Your instructions:
Since only part of the material below is wanted, output exactly the lines from the one with "Target: window" up to and including the one with "Where can the metal".

Input records:
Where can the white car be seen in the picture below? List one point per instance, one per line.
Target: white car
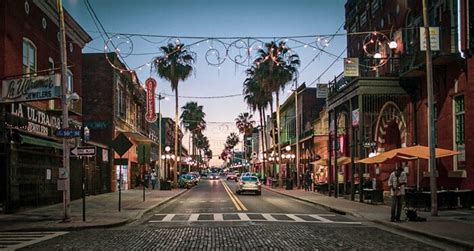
(249, 184)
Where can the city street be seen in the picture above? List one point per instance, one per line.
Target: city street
(212, 216)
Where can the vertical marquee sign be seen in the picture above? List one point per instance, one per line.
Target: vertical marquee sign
(150, 85)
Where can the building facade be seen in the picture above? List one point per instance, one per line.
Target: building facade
(384, 104)
(115, 103)
(30, 153)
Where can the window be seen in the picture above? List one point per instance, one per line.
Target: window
(29, 57)
(70, 82)
(363, 18)
(459, 129)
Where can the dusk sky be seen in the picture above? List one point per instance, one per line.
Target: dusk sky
(217, 18)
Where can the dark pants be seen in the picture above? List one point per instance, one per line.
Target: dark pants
(397, 202)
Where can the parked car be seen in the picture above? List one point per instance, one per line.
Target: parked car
(186, 181)
(249, 184)
(231, 176)
(214, 176)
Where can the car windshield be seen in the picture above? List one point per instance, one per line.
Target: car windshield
(249, 179)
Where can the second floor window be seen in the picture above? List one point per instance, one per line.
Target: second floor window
(29, 57)
(70, 82)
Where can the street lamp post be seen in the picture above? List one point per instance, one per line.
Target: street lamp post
(64, 107)
(160, 97)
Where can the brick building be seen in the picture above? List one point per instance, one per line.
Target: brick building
(30, 153)
(384, 105)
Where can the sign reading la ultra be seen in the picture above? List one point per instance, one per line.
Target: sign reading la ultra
(30, 89)
(150, 86)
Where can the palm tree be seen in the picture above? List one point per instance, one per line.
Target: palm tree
(276, 66)
(192, 118)
(175, 65)
(257, 98)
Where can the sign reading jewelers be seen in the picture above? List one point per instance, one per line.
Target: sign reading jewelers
(31, 89)
(150, 86)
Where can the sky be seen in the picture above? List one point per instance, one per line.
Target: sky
(174, 20)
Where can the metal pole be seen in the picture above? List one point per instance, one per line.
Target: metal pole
(84, 190)
(431, 129)
(120, 186)
(62, 45)
(298, 185)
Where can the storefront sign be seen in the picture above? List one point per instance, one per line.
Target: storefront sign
(351, 67)
(355, 117)
(150, 85)
(322, 91)
(30, 89)
(38, 121)
(434, 38)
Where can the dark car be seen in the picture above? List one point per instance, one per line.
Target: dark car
(213, 176)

Task result:
Target: window
(29, 57)
(70, 82)
(363, 18)
(459, 129)
Where can the dusk sky be seen in the picture above? List one point per instance, one per line.
Target: dusk sky
(217, 18)
Where can the dark pants be seen in the picture above? List one point per instance, one per line.
Target: dark pants
(397, 202)
Where can the parked car be seen in the picture above? List one point per instance, one per line.
Target: parked car
(186, 181)
(249, 184)
(231, 176)
(214, 176)
Where can the car windshield be seen in the picture above? List one point per instance, one per line.
Target: car windshield
(249, 179)
Where can the second floor window be seen in the picture above? List one point per instance, one per line.
Target: second floor window
(29, 57)
(70, 82)
Where can the street lamp post be seen in the picture above? List one point per instance, one per line.
Target: street lamp post
(64, 107)
(160, 97)
Where can the brick building be seen in the picture above? List one point per instance, one per line.
Target: brick building
(30, 153)
(384, 105)
Where can the sign reading la ultra be seen in the picture above? List one point per instance, one per line.
Target: sign reading la ultra
(30, 89)
(150, 86)
Where can the palm tree be seen in the picture above? List one point per instance, one per line.
Target: palm tree
(276, 66)
(192, 118)
(175, 65)
(257, 98)
Where can the sign reading jewelers be seen in the picture above? List one point per instance, one per line.
Target: sign reading jewelers
(31, 89)
(150, 86)
Where can the sky be seen in the picture above? List one point per instance, one per line.
Target: sky
(174, 20)
Where can the metal pole be seen in the picture above? List one point per instance, one per line.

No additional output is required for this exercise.